_Try it:_ Say how many lines of the records include the string "tree". Nothing else belongs in the answer.

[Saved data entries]

Segment Open

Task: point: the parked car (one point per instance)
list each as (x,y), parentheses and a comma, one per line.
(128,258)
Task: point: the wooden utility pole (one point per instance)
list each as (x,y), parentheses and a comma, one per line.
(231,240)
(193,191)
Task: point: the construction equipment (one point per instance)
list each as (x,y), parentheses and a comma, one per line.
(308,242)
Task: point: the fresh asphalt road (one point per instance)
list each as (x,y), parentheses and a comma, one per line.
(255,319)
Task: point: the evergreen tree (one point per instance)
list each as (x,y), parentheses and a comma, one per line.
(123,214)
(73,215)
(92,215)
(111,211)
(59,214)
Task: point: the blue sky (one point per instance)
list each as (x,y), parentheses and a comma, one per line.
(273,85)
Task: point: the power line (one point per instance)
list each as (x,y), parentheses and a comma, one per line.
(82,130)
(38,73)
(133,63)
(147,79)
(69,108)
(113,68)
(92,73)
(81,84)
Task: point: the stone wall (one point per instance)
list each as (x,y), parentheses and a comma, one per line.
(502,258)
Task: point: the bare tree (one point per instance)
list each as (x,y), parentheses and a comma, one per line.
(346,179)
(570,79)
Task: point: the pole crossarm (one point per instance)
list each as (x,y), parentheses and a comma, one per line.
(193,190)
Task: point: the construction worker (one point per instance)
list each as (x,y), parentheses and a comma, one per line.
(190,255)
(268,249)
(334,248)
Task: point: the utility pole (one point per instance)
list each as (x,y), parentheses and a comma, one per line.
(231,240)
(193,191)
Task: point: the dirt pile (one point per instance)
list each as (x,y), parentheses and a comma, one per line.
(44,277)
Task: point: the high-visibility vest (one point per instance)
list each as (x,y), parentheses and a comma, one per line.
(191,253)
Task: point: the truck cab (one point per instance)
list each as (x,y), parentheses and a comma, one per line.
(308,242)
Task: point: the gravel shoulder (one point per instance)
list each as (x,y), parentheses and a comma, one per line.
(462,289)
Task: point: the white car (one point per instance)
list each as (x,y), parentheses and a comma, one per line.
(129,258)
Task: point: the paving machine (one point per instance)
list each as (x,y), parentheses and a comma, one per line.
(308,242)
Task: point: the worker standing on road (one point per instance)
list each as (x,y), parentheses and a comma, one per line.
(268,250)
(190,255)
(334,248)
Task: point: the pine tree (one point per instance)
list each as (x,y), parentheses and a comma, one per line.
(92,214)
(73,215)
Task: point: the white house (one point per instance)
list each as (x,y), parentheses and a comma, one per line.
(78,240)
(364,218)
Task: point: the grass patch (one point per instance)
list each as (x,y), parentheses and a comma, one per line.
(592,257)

Segment Closed

_Answer for the task:_ 3